**WORK TO BE COMPLETED:** The lines to extract start at the one containing "In this exercise you will annotate the tree, setting" and end with the last line; give them exactly and nothing more.

::::::::::

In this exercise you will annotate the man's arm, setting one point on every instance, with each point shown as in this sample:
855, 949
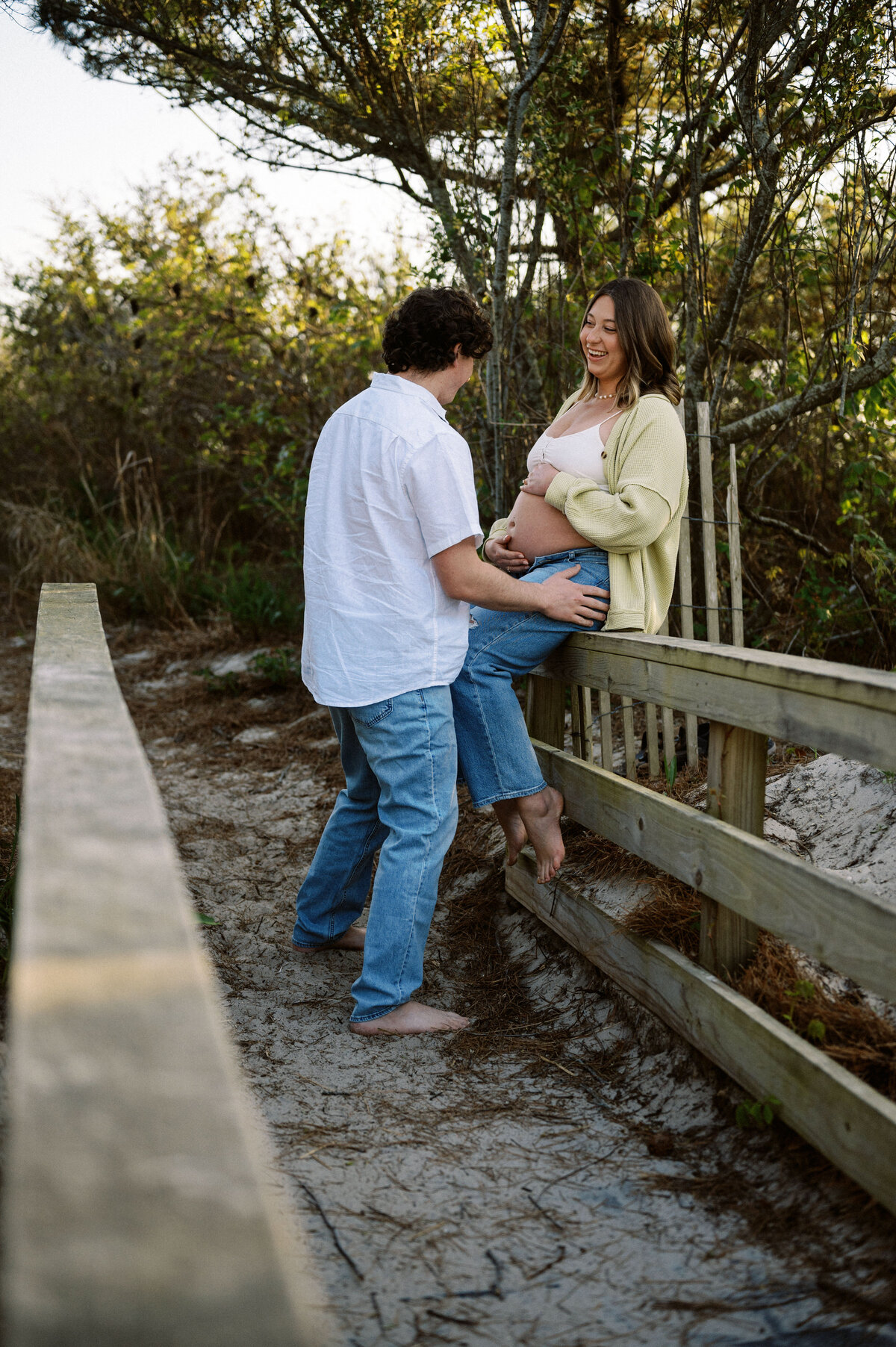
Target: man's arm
465, 577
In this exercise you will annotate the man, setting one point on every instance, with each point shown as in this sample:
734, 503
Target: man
390, 571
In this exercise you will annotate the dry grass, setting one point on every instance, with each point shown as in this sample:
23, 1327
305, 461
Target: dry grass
853, 1033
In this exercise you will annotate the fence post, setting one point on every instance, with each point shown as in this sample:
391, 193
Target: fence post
735, 553
546, 709
708, 508
735, 794
582, 718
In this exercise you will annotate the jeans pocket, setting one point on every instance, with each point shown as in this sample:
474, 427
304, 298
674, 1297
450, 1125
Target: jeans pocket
373, 713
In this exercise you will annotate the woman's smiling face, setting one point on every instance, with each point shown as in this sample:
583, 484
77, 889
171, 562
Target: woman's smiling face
601, 345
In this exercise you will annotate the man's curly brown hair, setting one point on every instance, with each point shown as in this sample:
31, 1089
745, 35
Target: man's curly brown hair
425, 329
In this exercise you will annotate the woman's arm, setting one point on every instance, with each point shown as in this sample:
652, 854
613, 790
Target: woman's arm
621, 522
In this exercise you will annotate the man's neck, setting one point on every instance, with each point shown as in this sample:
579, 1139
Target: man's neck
441, 383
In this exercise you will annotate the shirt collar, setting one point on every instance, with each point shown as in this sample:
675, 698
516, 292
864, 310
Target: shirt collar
393, 385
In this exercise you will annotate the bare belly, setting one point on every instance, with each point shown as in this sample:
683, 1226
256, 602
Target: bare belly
535, 529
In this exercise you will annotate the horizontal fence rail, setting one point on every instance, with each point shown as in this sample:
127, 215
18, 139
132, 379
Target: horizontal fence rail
834, 708
836, 921
137, 1206
745, 883
839, 1114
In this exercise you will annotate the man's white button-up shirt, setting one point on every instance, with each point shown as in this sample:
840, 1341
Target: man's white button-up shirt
391, 485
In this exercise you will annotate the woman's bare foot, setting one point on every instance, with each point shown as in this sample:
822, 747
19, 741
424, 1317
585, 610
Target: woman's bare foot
351, 939
411, 1017
508, 817
541, 815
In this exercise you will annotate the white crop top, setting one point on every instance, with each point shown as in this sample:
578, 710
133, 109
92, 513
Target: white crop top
582, 454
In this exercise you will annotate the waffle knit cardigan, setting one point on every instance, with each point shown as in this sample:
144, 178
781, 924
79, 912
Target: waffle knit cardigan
638, 522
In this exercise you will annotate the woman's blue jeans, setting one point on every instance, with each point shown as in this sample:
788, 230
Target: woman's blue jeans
400, 771
494, 747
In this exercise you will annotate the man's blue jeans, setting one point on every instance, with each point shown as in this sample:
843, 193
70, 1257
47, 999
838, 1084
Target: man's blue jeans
400, 771
494, 747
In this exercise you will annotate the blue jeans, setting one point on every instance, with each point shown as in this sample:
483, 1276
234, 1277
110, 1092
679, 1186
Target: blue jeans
400, 769
496, 757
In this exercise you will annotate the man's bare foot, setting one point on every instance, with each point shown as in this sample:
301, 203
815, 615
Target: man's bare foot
541, 815
413, 1017
508, 817
351, 939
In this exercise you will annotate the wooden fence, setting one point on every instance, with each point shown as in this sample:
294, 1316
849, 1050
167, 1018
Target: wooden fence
744, 881
137, 1206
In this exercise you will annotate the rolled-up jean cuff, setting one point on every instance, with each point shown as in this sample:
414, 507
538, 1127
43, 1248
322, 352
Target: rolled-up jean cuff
510, 795
378, 1015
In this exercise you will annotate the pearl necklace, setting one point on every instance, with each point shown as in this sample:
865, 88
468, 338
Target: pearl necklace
599, 398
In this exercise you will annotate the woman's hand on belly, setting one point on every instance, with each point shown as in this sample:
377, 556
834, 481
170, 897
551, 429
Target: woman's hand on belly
535, 529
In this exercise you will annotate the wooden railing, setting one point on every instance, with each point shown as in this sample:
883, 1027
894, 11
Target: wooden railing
744, 881
137, 1204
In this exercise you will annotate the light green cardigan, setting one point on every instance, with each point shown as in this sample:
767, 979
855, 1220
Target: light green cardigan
638, 522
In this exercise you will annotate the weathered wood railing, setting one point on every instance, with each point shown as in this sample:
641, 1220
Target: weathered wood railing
137, 1204
744, 881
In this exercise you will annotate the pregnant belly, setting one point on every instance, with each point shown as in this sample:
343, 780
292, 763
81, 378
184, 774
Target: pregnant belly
535, 529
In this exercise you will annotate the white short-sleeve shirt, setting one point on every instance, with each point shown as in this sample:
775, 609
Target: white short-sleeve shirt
391, 485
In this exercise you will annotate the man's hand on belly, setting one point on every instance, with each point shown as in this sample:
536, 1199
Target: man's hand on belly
499, 553
538, 480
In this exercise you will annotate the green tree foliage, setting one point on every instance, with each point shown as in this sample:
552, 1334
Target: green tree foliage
164, 379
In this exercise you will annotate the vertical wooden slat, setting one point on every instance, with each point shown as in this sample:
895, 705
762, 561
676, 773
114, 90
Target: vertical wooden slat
735, 554
628, 733
686, 591
709, 527
653, 741
606, 730
668, 735
735, 794
546, 709
686, 598
582, 732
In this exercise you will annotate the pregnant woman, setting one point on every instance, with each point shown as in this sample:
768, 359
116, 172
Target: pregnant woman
606, 489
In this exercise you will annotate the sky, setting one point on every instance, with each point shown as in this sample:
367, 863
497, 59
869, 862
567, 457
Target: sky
66, 137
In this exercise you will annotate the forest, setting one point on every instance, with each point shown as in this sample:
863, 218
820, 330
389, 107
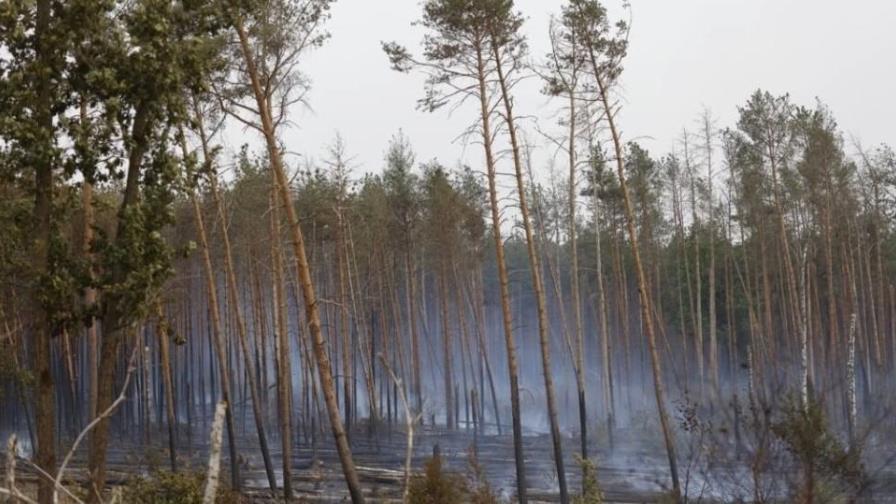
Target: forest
575, 320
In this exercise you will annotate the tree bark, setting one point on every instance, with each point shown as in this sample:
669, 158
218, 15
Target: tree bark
303, 268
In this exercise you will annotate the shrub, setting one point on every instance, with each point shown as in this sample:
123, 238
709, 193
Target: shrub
591, 493
436, 486
164, 487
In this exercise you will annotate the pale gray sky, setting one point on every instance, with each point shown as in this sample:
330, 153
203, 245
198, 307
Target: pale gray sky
684, 55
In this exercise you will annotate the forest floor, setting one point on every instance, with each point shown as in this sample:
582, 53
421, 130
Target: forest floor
636, 472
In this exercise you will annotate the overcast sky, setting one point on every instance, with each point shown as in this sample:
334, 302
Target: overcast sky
684, 55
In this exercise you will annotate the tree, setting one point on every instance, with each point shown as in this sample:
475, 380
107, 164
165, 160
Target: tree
605, 50
459, 65
272, 38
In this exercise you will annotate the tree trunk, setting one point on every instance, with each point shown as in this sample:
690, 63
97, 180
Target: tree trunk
284, 366
45, 407
543, 323
644, 293
503, 280
303, 268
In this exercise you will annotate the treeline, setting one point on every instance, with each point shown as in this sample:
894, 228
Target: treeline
755, 260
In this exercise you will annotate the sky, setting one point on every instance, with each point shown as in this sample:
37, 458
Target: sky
684, 56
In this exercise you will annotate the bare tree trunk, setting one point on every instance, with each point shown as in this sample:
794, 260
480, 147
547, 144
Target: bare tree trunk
284, 366
45, 407
711, 232
447, 348
303, 268
574, 273
643, 290
163, 333
535, 266
217, 340
507, 318
603, 314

::::::::::

**REPLY TO THE EXERCISE:**
In this exercise you will annotate the tree, setting one point on every instance, with each point shown as in this sample:
475, 380
107, 164
165, 160
Target: tree
605, 50
459, 65
272, 38
In this exercise you will annotate the tree trunk, setting one point on every instance, with each point shown as in this sample:
690, 63
97, 180
Target: tree trunk
284, 366
45, 407
543, 323
644, 293
503, 280
303, 268
In this exercise you will annotate the treeline, setting one point on every instance, with each point shown as in this sample:
894, 228
Target: treeline
755, 260
In this exercise you will annotate the sky, setting one point on every instance, with each point shown as in this sample:
37, 458
Target: sky
684, 56
In this exercise you will annotate the bare tree trunk, setting one point on every instance, with each point shown as in this sample:
794, 260
480, 147
547, 144
Target: bare tree trunk
284, 366
45, 407
711, 232
447, 348
303, 268
574, 273
643, 290
163, 333
535, 266
217, 340
507, 318
603, 314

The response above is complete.